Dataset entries
══════
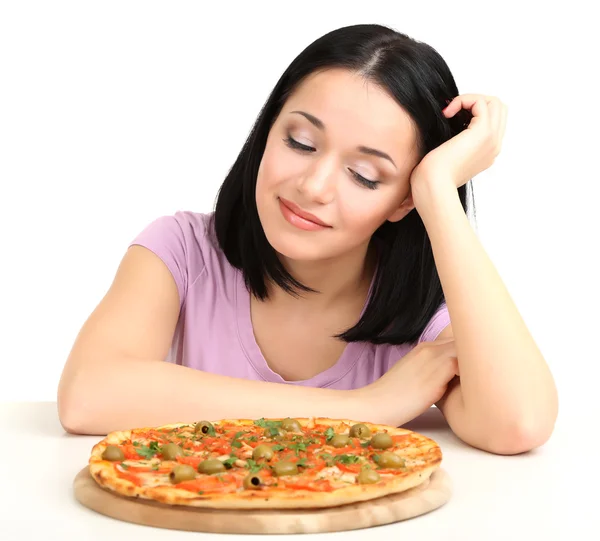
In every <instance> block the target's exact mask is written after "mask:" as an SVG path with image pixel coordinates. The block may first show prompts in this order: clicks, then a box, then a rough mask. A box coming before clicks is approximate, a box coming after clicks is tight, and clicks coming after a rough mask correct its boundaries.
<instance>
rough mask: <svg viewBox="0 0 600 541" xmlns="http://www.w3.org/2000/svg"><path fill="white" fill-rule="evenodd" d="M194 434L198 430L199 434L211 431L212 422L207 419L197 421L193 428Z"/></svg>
mask: <svg viewBox="0 0 600 541" xmlns="http://www.w3.org/2000/svg"><path fill="white" fill-rule="evenodd" d="M194 430H195V432H196V434H197V433H198V432H200V433H201V434H208V433H209V432H213V431H214V430H215V427H214V426H213V425H212V423H209V422H208V421H200V422H199V423H196V427H195V428H194Z"/></svg>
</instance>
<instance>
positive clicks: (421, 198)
mask: <svg viewBox="0 0 600 541" xmlns="http://www.w3.org/2000/svg"><path fill="white" fill-rule="evenodd" d="M411 193H412V198H413V202H414V205H415V209H416V211H417V212H418V213H419V216H420V217H421V220H423V223H424V224H425V227H427V225H428V224H429V223H430V222H431V220H432V219H435V220H436V221H438V220H440V219H441V220H447V219H452V218H453V217H455V216H457V213H459V214H460V215H464V214H465V212H464V209H463V207H462V203H461V201H460V197H459V195H458V190H457V188H456V186H453V185H452V184H450V183H449V182H443V181H441V182H439V183H435V184H434V183H433V182H419V183H417V184H415V185H414V186H412V188H411Z"/></svg>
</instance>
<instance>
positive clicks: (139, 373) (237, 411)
mask: <svg viewBox="0 0 600 541" xmlns="http://www.w3.org/2000/svg"><path fill="white" fill-rule="evenodd" d="M95 367H97V368H95ZM361 396H362V394H361V391H360V390H357V391H339V390H334V389H321V388H310V387H302V386H296V385H285V384H277V383H268V382H261V381H249V380H243V379H238V378H231V377H227V376H221V375H216V374H211V373H207V372H201V371H198V370H193V369H191V368H187V367H183V366H179V365H174V364H170V363H165V362H160V361H147V360H140V359H119V360H118V361H111V362H104V363H95V364H94V365H93V366H89V367H86V368H85V369H82V370H80V372H79V374H78V375H76V376H74V377H73V380H72V381H71V382H70V383H69V384H68V385H65V386H64V387H63V389H62V390H61V392H60V394H59V415H60V417H61V423H62V424H63V426H64V427H65V429H66V430H68V431H69V432H73V433H78V434H107V433H108V432H111V431H113V430H119V429H129V428H133V427H143V426H160V425H163V424H170V423H178V422H196V421H200V420H203V419H206V420H209V421H210V420H218V419H226V418H246V419H248V418H249V419H258V418H260V417H288V416H289V417H311V416H315V417H331V418H343V419H356V420H359V421H360V420H366V421H372V422H377V421H378V416H377V415H378V414H377V413H376V412H371V411H369V409H368V403H366V402H364V401H363V400H362V399H361Z"/></svg>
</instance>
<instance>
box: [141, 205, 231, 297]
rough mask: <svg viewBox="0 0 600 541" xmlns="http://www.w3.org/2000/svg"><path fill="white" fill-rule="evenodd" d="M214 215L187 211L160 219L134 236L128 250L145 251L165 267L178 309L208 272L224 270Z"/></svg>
mask: <svg viewBox="0 0 600 541" xmlns="http://www.w3.org/2000/svg"><path fill="white" fill-rule="evenodd" d="M213 217H214V213H212V212H211V213H200V212H192V211H189V210H182V211H177V212H175V213H174V214H170V215H163V216H160V217H158V218H156V219H154V220H153V221H152V222H150V223H149V224H148V225H146V226H145V227H144V228H143V230H142V231H141V232H140V233H138V234H137V235H136V236H135V238H134V239H133V240H132V241H131V242H130V246H133V245H138V246H143V247H145V248H147V249H148V250H150V251H152V252H153V253H154V254H155V255H156V256H158V257H159V258H160V259H161V260H162V261H163V263H164V264H165V265H166V266H167V268H168V269H169V271H170V272H171V274H172V275H173V278H174V279H175V282H176V284H177V289H178V291H179V297H180V305H182V304H183V301H184V299H185V298H186V296H187V293H188V289H189V288H190V287H191V286H192V285H193V284H194V283H195V282H196V281H197V280H198V279H199V278H200V277H201V276H203V275H205V274H212V273H211V272H210V271H211V269H214V268H217V269H223V268H224V267H227V262H226V260H225V256H224V254H223V252H222V251H221V249H220V247H219V243H218V241H217V238H216V234H215V231H214V220H213Z"/></svg>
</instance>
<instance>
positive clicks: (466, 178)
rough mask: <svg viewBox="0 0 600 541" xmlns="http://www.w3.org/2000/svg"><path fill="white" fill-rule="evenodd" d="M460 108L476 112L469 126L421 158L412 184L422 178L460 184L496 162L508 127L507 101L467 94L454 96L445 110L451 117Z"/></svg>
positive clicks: (464, 181) (487, 167)
mask: <svg viewBox="0 0 600 541" xmlns="http://www.w3.org/2000/svg"><path fill="white" fill-rule="evenodd" d="M461 109H466V110H470V112H471V114H472V115H473V118H472V120H471V122H470V123H469V126H468V127H467V128H466V129H465V130H463V131H462V132H460V133H459V134H458V135H455V136H454V137H452V139H450V140H448V141H446V142H445V143H443V144H441V145H440V146H439V147H437V148H435V149H433V150H432V151H431V152H429V153H428V154H427V155H426V156H425V157H424V158H423V159H422V160H421V161H420V163H419V164H418V165H417V167H415V169H414V170H413V172H412V174H411V178H410V183H411V186H412V187H414V186H415V185H416V184H417V183H420V182H432V183H436V182H448V183H450V184H451V185H452V186H453V187H454V188H460V187H461V186H462V185H463V184H466V183H467V182H468V181H469V180H470V179H472V178H473V177H474V176H475V175H477V174H479V173H481V172H482V171H484V170H485V169H487V168H489V167H490V166H491V165H492V164H493V163H494V160H495V159H496V157H497V156H498V154H499V153H500V150H501V147H502V139H503V138H504V131H505V129H506V118H507V114H508V113H507V107H506V105H505V104H504V103H502V102H501V101H500V100H499V99H498V98H496V97H493V96H484V95H480V94H464V95H461V96H457V97H456V98H454V99H453V100H452V101H451V102H450V103H449V104H448V105H447V106H446V108H445V109H444V110H443V114H444V116H445V117H446V118H452V117H453V116H455V115H456V114H457V113H458V112H459V111H460V110H461Z"/></svg>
══════
Problem details
Render the rows above as a JSON list of strings, one string per line, skipping blank lines. Omit the pictures from the list.

Reply to the exercise
[
  "In every <instance> block the target's exact mask is written after \"mask:\" as an SVG path with image pixel coordinates. The block may first show prompts in this order: clicks, then a box, then a rough mask. A box coming before clicks is approximate, a box coming after clicks is tight, and clicks coming after a rough mask correct its boundaries.",
  "<instance>",
  "rough mask: <svg viewBox=\"0 0 600 541\" xmlns=\"http://www.w3.org/2000/svg\"><path fill=\"white\" fill-rule=\"evenodd\" d=\"M194 434L198 430L199 434L211 431L212 422L207 419L197 421L193 428Z\"/></svg>",
  "mask: <svg viewBox=\"0 0 600 541\" xmlns=\"http://www.w3.org/2000/svg\"><path fill=\"white\" fill-rule=\"evenodd\" d=\"M194 430H195V432H196V434H197V433H198V432H200V433H201V434H208V433H209V432H213V431H214V430H215V427H214V426H213V425H212V423H209V422H208V421H200V422H199V423H196V427H195V428H194Z\"/></svg>",
  "</instance>",
  "<instance>",
  "positive clicks: (421, 198)",
  "mask: <svg viewBox=\"0 0 600 541\" xmlns=\"http://www.w3.org/2000/svg\"><path fill=\"white\" fill-rule=\"evenodd\" d=\"M411 193H412V198H413V202H414V205H415V209H416V211H417V212H418V213H419V216H420V217H421V220H423V223H424V224H425V227H427V225H428V224H429V223H430V222H431V220H432V219H435V220H436V221H438V220H440V219H441V220H447V219H452V218H453V217H455V216H457V213H459V214H460V215H464V214H465V212H464V209H463V207H462V203H461V201H460V197H459V195H458V190H457V188H456V186H453V185H452V184H450V183H449V182H443V181H441V182H439V183H435V184H434V183H433V182H419V183H417V184H415V185H414V186H412V188H411Z\"/></svg>",
  "</instance>",
  "<instance>",
  "positive clicks: (139, 373) (237, 411)",
  "mask: <svg viewBox=\"0 0 600 541\" xmlns=\"http://www.w3.org/2000/svg\"><path fill=\"white\" fill-rule=\"evenodd\" d=\"M95 367H97V368H95ZM361 396H362V394H361V391H360V390H357V391H339V390H334V389H321V388H310V387H302V386H296V385H285V384H277V383H268V382H261V381H249V380H243V379H238V378H231V377H227V376H221V375H216V374H211V373H207V372H201V371H198V370H193V369H191V368H187V367H183V366H179V365H174V364H170V363H165V362H160V361H147V360H140V359H119V360H118V361H111V362H104V363H95V364H94V365H93V366H89V367H86V368H85V369H82V370H80V372H79V374H78V375H76V376H74V377H73V380H72V381H71V382H70V383H69V384H68V385H65V386H64V387H63V389H62V390H61V392H60V394H59V415H60V417H61V423H62V424H63V426H64V427H65V429H66V430H68V431H69V432H73V433H78V434H107V433H108V432H111V431H113V430H119V429H129V428H133V427H143V426H160V425H163V424H170V423H178V422H196V421H200V420H203V419H206V420H209V421H210V420H218V419H226V418H246V419H248V418H249V419H258V418H260V417H288V416H289V417H311V416H315V417H331V418H343V419H356V420H359V421H360V420H366V421H372V422H377V421H378V416H377V415H378V414H377V413H376V412H371V411H369V409H368V403H366V402H364V401H363V400H362V399H361Z\"/></svg>",
  "</instance>",
  "<instance>",
  "box: [141, 205, 231, 297]",
  "rough mask: <svg viewBox=\"0 0 600 541\" xmlns=\"http://www.w3.org/2000/svg\"><path fill=\"white\" fill-rule=\"evenodd\" d=\"M214 215L187 211L160 219L134 236L128 250L145 251L165 267L178 309L208 272L224 270Z\"/></svg>",
  "mask: <svg viewBox=\"0 0 600 541\" xmlns=\"http://www.w3.org/2000/svg\"><path fill=\"white\" fill-rule=\"evenodd\" d=\"M213 217H214V213H212V212H211V213H200V212H192V211H189V210H182V211H177V212H175V213H174V214H170V215H163V216H160V217H158V218H156V219H154V220H153V221H152V222H150V223H149V224H148V225H146V226H145V227H144V228H143V230H142V231H141V232H140V233H138V234H137V235H136V236H135V238H134V239H133V240H132V241H131V242H130V246H133V245H138V246H143V247H145V248H147V249H148V250H150V251H152V252H153V253H154V254H155V255H156V256H158V257H159V258H160V259H161V260H162V261H163V263H164V264H165V265H166V266H167V268H168V269H169V271H170V272H171V274H172V275H173V278H174V279H175V282H176V284H177V289H178V291H179V297H180V305H182V304H183V301H184V299H185V298H186V296H187V293H188V289H189V288H190V287H191V286H192V285H193V284H194V283H195V282H196V281H197V280H198V279H199V278H200V277H201V276H203V275H205V274H212V273H211V272H210V271H211V269H214V268H217V269H223V268H224V267H227V262H226V260H225V256H224V254H223V252H222V251H221V249H220V247H219V243H218V241H217V238H216V234H215V231H214V220H213Z\"/></svg>",
  "</instance>",
  "<instance>",
  "positive clicks: (466, 178)",
  "rough mask: <svg viewBox=\"0 0 600 541\" xmlns=\"http://www.w3.org/2000/svg\"><path fill=\"white\" fill-rule=\"evenodd\" d=\"M460 108L476 112L469 126L421 158L412 184L422 178L460 184L496 162L508 127L507 101L467 94L454 96L445 110L451 117Z\"/></svg>",
  "positive clicks: (464, 181) (487, 167)",
  "mask: <svg viewBox=\"0 0 600 541\" xmlns=\"http://www.w3.org/2000/svg\"><path fill=\"white\" fill-rule=\"evenodd\" d=\"M461 109H466V110H470V112H471V114H472V115H473V118H472V120H471V122H470V123H469V126H468V127H467V128H466V129H465V130H463V131H462V132H460V133H459V134H458V135H455V136H454V137H452V139H450V140H448V141H446V142H445V143H443V144H441V145H440V146H439V147H437V148H435V149H433V150H432V151H431V152H429V153H428V154H427V155H426V156H425V157H424V158H423V159H422V160H421V161H420V163H419V164H418V165H417V167H415V169H414V170H413V172H412V174H411V178H410V183H411V186H412V187H414V186H415V185H416V184H417V183H420V182H432V183H436V182H448V183H450V184H451V185H452V186H453V187H454V188H460V187H461V186H462V185H463V184H466V183H467V182H468V181H469V180H470V179H472V178H473V177H474V176H475V175H477V174H479V173H481V172H482V171H484V170H485V169H487V168H489V167H490V166H491V165H492V164H493V163H494V160H495V159H496V157H497V156H498V154H499V153H500V150H501V147H502V139H503V138H504V131H505V129H506V118H507V114H508V113H507V107H506V105H505V104H504V103H502V102H501V101H500V100H499V99H498V98H496V97H493V96H484V95H480V94H464V95H461V96H457V97H456V98H454V99H453V100H452V101H451V102H450V103H449V104H448V105H447V106H446V108H445V109H444V110H443V114H444V116H445V117H446V118H452V117H453V116H455V115H456V114H457V113H458V112H459V111H460V110H461Z\"/></svg>"
]